→ **Natural-language object grounding data**
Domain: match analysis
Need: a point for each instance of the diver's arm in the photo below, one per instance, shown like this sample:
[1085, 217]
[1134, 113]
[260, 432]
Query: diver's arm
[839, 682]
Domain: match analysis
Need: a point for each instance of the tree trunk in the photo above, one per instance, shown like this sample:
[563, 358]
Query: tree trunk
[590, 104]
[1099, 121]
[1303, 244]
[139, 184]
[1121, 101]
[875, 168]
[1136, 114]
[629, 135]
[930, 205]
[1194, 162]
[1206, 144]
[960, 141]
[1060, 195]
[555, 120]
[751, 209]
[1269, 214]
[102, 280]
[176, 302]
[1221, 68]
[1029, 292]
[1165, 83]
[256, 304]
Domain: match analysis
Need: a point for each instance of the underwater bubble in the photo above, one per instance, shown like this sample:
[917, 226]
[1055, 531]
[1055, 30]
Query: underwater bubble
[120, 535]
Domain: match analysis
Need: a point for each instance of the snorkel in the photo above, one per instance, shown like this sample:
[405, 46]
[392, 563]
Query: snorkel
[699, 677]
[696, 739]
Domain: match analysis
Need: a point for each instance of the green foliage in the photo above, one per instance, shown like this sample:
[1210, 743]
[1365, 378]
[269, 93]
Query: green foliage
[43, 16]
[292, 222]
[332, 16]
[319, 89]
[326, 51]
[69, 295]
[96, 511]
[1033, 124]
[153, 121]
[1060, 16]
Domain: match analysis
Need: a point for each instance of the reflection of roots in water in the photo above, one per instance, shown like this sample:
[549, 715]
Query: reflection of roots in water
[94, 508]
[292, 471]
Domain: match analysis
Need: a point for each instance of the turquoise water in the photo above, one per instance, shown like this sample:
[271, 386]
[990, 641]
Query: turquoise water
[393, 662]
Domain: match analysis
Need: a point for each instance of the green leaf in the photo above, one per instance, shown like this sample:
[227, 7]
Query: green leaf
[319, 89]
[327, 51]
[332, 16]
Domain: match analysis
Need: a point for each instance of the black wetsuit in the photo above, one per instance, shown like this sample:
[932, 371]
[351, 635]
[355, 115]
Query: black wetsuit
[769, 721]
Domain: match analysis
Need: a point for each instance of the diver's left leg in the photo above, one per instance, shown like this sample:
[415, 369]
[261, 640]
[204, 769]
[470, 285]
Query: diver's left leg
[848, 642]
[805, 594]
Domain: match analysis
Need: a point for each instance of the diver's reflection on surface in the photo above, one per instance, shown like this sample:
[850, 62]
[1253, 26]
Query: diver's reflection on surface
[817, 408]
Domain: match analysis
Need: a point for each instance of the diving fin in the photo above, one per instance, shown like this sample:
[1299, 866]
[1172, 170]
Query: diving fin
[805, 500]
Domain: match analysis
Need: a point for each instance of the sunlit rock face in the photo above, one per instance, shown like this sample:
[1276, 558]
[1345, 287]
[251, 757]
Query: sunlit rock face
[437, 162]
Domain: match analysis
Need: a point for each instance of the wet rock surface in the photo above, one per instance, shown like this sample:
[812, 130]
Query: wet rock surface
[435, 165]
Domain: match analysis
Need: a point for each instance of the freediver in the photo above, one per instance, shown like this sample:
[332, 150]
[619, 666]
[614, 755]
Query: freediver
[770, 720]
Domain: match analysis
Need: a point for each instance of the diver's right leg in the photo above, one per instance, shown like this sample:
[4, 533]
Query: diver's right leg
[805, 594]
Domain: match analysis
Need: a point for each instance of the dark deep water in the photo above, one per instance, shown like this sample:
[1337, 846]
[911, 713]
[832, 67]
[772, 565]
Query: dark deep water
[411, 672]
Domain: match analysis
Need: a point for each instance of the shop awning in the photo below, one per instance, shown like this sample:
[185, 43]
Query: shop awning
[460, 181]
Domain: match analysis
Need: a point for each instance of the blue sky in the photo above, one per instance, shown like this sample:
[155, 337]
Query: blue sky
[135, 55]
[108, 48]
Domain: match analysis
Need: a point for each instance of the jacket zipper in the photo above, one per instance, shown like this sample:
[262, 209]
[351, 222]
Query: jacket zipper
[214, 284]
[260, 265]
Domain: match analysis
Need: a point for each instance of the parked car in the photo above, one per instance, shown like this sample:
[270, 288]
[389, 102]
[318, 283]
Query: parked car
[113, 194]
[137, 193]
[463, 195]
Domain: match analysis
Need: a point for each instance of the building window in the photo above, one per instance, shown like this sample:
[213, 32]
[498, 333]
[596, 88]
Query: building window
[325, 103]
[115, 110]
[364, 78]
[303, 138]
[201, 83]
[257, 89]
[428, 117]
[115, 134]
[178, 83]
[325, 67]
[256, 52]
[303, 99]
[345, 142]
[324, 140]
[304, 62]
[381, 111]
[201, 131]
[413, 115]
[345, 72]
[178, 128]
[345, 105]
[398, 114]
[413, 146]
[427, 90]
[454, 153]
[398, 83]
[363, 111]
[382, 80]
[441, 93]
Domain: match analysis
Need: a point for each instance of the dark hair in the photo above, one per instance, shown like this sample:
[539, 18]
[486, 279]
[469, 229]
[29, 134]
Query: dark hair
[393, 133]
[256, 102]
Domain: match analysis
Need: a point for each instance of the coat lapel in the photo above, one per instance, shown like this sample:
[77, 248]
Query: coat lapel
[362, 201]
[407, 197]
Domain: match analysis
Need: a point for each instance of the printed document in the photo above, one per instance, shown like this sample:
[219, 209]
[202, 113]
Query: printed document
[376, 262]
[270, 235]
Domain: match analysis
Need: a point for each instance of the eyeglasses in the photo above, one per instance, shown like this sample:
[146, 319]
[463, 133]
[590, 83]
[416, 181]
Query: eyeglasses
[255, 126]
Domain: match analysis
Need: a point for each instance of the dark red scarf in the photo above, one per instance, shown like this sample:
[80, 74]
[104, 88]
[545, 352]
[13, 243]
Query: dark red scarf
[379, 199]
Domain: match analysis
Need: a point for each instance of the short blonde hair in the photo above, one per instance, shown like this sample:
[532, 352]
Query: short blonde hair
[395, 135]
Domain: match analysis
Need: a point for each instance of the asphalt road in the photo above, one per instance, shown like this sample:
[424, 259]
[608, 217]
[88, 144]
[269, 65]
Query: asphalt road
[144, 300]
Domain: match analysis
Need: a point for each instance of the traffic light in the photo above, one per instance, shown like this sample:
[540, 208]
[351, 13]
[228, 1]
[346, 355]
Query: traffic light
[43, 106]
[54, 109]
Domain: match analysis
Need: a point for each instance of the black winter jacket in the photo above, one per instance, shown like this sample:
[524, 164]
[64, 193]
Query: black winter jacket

→ **Assignment**
Copy out the records above exactly.

→ **Response**
Domain: match analysis
Need: a point for each instance of the diver's arm in the photo below, one per instance, shown like this sample:
[1085, 217]
[1134, 113]
[260, 432]
Query: diver's arm
[839, 682]
Domain: match analysis
Need: a point for each instance of the tree trunk in the photo above, one per instance, shown like this sample:
[563, 358]
Query: tree trunk
[590, 104]
[1099, 121]
[1303, 244]
[139, 184]
[1121, 101]
[875, 168]
[1136, 114]
[629, 135]
[930, 205]
[1194, 162]
[1206, 144]
[960, 141]
[1060, 195]
[555, 120]
[751, 209]
[1269, 214]
[102, 280]
[176, 302]
[1221, 68]
[1029, 292]
[1165, 83]
[256, 304]
Domain: match analysis
Need: a point for each instance of the underwater bubble in the photo above, one per instance, shown like this sample:
[917, 226]
[1055, 531]
[1055, 30]
Query: underwater bubble
[120, 535]
Domain: match analysis
Need: a point for each instance of the snorkel in the photo above, one per instance, shown like this sample:
[405, 46]
[392, 563]
Query: snorkel
[699, 677]
[696, 739]
Domain: match analysis
Need: a point for each instance of the green foliage in the photo above, one per instance, shown like this sample:
[1210, 743]
[1365, 378]
[269, 93]
Query: green foliage
[43, 16]
[292, 222]
[332, 16]
[319, 89]
[326, 51]
[69, 295]
[96, 511]
[1033, 124]
[153, 121]
[1060, 16]
Domain: match analysis
Need: a point for each instance of the reflection of roots in water in the photo above, one per instance, shown like this sample:
[549, 715]
Query: reflection of roots in water
[94, 508]
[292, 471]
Domain: match analysis
Need: a point for each instance of the turquoise water in the photo above, one per instance, shown like this sample:
[271, 386]
[990, 641]
Query: turquoise water
[393, 662]
Domain: match analysis
Need: a point for each instance of the green leaf in the photo above, one per instance, shown like this sample:
[227, 7]
Query: green leaf
[319, 89]
[327, 51]
[332, 16]
Domain: match analysis
Need: a point for each instance of the black wetsuit in the photo above, one per instance, shown like this sample:
[932, 371]
[351, 635]
[355, 115]
Query: black wetsuit
[769, 721]
Domain: match analysis
Need: a point for each instance of the diver's left leg in the photo above, one per instance, shown like this sample:
[415, 369]
[261, 640]
[204, 769]
[470, 285]
Query: diver's left leg
[848, 642]
[805, 594]
Domain: match analysis
Need: a point for each instance of the diver's reflection on surface in the photo above, one per instance, shown like this sample:
[850, 62]
[1253, 26]
Query: diver's reflection on surface
[817, 408]
Domain: match analysis
Need: a point for each instance of the diving fin in the photo above, one per instance, shown like this sample:
[1299, 866]
[1172, 170]
Query: diving fin
[805, 500]
Domain: match analysis
Need: a point for each instance of the sunlit rock face in the photo above, one per instance, shown like this sample:
[1276, 558]
[1345, 287]
[251, 757]
Query: sunlit rock face
[437, 162]
Domain: match analysis
Need: a point for each instance of the wet rock surface in the photo above, one per instance, shown like this sample:
[812, 130]
Query: wet rock surface
[435, 165]
Domain: match analysis
Need: a point for each instance of the freediver in the photo above, one per instance, shown like this sample:
[332, 150]
[619, 666]
[614, 755]
Query: freediver
[770, 720]
Domain: match analysis
Need: a point for each instance of the diver's right leg in the photo above, one per instance, shown like this sample:
[4, 533]
Query: diver's right leg
[805, 594]
Domain: match analysis
Need: a point for each instance of the dark deep water in the photo above, one per instance, shown like this sample:
[1337, 846]
[911, 713]
[832, 67]
[772, 565]
Query: dark deep water
[411, 672]
Domain: match analysis
Need: a point for each instance of the shop awning in the photo below, one per instance, shown like this sample:
[185, 43]
Query: shop awning
[460, 181]
Domain: match analysis
Need: a point for each instance of the blue sky in the photo above, one per instance, shown like this sample:
[155, 337]
Query: blue sky
[135, 55]
[108, 48]
Domain: match analysis
Need: a point for each instance of the jacket zipper in the photo above, one per instance, shown like this sample:
[262, 209]
[351, 222]
Query: jacket zipper
[214, 284]
[260, 265]
Domain: match analysis
Need: a point for each instance of the parked car in the photo above, one per instance, shown like this sample:
[270, 288]
[389, 102]
[318, 283]
Query: parked car
[113, 194]
[137, 193]
[463, 195]
Domain: match analysis
Need: a point for each instance of the building window in the photo above, one per instance, shown like this sample:
[213, 32]
[498, 333]
[596, 88]
Query: building window
[325, 103]
[115, 110]
[364, 78]
[303, 138]
[201, 83]
[257, 89]
[428, 117]
[115, 134]
[178, 83]
[325, 67]
[256, 52]
[303, 99]
[345, 142]
[324, 140]
[304, 62]
[381, 111]
[201, 131]
[413, 115]
[345, 72]
[178, 128]
[345, 105]
[398, 114]
[413, 146]
[427, 90]
[454, 153]
[398, 83]
[363, 111]
[382, 80]
[441, 93]
Domain: match analysis
Need: a point for each instance of the dark hair in the photo above, one per instance, shown like this sample:
[539, 18]
[486, 279]
[469, 229]
[29, 134]
Query: dark hair
[393, 133]
[256, 102]
Domain: match analysis
Need: a point for each instance of the coat lapel in the photo above, one per instance, shown like this sample:
[77, 248]
Query: coat lapel
[362, 201]
[407, 197]
Domain: match analysis
Need: a point for each instance of the printed document in the photo above, one per instance, shown like this sample:
[219, 209]
[202, 113]
Query: printed document
[376, 262]
[270, 235]
Domain: match analysis
Need: a point for each instance of the eyeglasses in the photo above, one per instance, shown like this sample:
[146, 319]
[463, 133]
[590, 83]
[416, 181]
Query: eyeglasses
[255, 126]
Domain: match analysis
Need: a point for each instance of the dark red scarf in the photo above, one per instance, shown like this sample:
[80, 74]
[104, 88]
[545, 352]
[13, 243]
Query: dark red scarf
[379, 199]
Domain: match analysis
Need: a point for each instance of the short blonde hair in the photo above, one per instance, shown like this sample:
[532, 352]
Query: short blonde hair
[395, 135]
Domain: match analysis
Need: a point for each instance of the asphalt road in the photo above, one per instance, shown like this sample:
[424, 259]
[608, 217]
[88, 144]
[269, 65]
Query: asphalt road
[144, 300]
Domain: match analysis
Need: a point for each instance of the traffic light in the photo above, one per instance, shown like this sample:
[540, 208]
[351, 13]
[228, 1]
[346, 355]
Query: traffic light
[43, 106]
[54, 109]
Domain: match analysis
Need: a point for each instance of the black winter jacket in the photo above, one per instance, shown like this sample:
[524, 164]
[64, 193]
Query: black winter jacket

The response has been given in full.